> [REQUIREMENTS] Could you rewrite all the records below, replacing each "photo" with "image" and keeping everything else unchanged? Leave the pictures out of your answer.

> [DATASET CONTENT]
====
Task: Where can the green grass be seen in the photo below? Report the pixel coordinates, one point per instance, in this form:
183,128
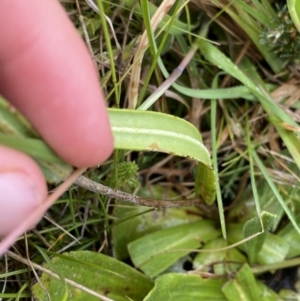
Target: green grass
241,94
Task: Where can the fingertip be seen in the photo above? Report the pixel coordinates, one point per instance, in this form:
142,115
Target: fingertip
22,189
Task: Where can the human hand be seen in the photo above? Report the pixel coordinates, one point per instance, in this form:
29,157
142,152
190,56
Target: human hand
46,72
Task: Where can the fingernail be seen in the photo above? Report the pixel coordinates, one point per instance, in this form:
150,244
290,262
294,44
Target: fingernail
18,198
====
> [ANSWER]
Task: Where can the green grass be seen in the image below? Report the pixel coordinates, one point per instance, in this form:
183,128
Target: green grass
241,94
Task: Where can the fingertip be seen in the image above? Report the pixel coordinates, one point per instance, in this form:
142,115
Target: fingertip
22,189
Task: Where can the human hand be seen in the image above? Report the pixel coordinates, one point per instance, in this form:
29,157
142,152
190,56
Target: human hand
46,72
Task: Where can the fingernail be seen in the image above? Report the pixel coordinates, one point per instance, in this form:
150,244
290,262
294,44
Target: fingernail
18,198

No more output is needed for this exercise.